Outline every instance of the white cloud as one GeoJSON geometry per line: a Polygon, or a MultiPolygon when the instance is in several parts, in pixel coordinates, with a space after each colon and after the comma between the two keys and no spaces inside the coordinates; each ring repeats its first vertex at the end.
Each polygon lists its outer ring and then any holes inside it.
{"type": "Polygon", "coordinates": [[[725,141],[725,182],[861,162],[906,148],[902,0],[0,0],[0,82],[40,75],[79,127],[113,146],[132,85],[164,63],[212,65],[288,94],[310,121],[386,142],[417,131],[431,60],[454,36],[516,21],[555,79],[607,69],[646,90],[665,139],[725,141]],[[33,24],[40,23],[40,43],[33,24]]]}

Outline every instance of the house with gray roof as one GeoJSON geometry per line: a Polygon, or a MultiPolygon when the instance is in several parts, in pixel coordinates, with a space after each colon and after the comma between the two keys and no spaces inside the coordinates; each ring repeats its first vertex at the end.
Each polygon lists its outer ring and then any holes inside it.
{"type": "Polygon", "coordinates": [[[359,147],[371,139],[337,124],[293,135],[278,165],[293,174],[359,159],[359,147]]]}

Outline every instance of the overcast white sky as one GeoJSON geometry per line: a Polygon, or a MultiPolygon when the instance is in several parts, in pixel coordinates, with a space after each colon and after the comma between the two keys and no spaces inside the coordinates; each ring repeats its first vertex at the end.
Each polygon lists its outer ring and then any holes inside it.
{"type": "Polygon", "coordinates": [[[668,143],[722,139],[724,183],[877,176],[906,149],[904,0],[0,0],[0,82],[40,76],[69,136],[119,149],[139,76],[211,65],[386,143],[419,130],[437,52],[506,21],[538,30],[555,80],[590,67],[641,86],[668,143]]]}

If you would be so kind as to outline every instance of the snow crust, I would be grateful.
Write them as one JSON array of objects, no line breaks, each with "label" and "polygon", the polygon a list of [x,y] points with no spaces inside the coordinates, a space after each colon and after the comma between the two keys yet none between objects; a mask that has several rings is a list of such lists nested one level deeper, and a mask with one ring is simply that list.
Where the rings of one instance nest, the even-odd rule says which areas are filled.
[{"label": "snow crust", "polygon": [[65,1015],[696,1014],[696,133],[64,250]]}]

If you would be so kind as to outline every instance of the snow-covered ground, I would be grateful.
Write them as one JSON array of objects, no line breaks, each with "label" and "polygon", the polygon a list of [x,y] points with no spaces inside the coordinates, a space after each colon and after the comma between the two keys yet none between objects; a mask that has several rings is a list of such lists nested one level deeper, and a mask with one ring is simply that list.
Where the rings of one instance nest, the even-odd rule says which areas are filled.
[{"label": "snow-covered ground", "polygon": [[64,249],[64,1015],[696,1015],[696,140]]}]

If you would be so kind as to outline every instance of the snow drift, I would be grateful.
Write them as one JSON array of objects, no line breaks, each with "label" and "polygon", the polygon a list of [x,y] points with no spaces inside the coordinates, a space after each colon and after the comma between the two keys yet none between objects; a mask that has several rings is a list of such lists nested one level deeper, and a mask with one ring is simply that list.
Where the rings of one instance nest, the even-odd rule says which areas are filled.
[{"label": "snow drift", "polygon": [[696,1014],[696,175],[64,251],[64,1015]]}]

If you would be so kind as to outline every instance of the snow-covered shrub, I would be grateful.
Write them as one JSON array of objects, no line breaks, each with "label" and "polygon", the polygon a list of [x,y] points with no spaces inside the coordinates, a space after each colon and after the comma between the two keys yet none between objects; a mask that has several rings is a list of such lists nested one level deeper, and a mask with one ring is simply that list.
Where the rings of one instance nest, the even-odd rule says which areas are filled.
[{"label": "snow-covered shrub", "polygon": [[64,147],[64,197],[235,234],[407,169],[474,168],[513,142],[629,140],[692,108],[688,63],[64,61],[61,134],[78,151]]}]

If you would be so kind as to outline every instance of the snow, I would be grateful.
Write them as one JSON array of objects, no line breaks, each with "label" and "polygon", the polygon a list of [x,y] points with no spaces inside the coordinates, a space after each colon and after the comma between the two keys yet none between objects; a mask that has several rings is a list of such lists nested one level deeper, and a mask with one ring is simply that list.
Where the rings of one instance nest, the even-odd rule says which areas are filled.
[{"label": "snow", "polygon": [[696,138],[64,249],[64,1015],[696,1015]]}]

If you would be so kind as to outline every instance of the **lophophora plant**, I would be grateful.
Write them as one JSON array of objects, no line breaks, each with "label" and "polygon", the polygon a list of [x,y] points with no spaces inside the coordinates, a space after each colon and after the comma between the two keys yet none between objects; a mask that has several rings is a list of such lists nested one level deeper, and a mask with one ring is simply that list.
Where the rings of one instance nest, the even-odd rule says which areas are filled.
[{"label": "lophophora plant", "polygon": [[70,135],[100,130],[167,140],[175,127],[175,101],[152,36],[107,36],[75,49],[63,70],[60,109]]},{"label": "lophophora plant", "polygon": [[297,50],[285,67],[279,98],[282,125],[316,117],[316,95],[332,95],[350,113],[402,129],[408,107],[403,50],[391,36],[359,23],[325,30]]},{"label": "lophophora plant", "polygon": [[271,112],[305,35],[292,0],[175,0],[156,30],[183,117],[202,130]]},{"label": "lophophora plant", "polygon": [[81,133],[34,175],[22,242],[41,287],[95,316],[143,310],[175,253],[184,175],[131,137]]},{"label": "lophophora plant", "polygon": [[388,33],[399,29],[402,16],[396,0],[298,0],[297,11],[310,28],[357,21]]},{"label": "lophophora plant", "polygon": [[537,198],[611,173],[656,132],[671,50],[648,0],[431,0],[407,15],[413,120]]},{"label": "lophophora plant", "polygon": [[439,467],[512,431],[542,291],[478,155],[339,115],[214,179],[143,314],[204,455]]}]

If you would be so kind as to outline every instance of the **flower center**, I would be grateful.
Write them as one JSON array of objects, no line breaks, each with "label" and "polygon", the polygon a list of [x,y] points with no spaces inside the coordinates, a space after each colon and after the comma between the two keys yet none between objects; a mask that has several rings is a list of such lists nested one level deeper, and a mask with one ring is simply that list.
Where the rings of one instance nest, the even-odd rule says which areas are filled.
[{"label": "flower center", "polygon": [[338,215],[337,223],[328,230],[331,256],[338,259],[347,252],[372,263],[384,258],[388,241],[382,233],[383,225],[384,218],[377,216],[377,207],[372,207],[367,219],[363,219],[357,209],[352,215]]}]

ABOUT THIS EXERCISE:
Go through the listing above and list every line that has the word "vertex".

RESPONSE AREA:
Outline every instance of the white cloud as one GeoJSON geometry per line: a Polygon, or a MultiPolygon when the instance is in several parts, in pixel coordinates, with a space after each colon and after the comma between the two keys and no spaces inside the coordinates; each ring repeats its first vertex at the end.
Outline every instance of the house with gray roof as one GeoJSON geometry per line: a Polygon, or a MultiPolygon when the instance is in several parts, in pixel coordinates, with a space after each colon and after the comma between the two keys and no spaces inside the coordinates; each ring repeats its first vertex at the end.
Outline every instance of the overcast white sky as one GeoJSON geometry per line: a Polygon, or a MultiPolygon when the instance is in several parts, in pixel coordinates, with a space after each colon and after the comma between the two keys and no spaces inside the coordinates; each ring repeats its first vertex at the end.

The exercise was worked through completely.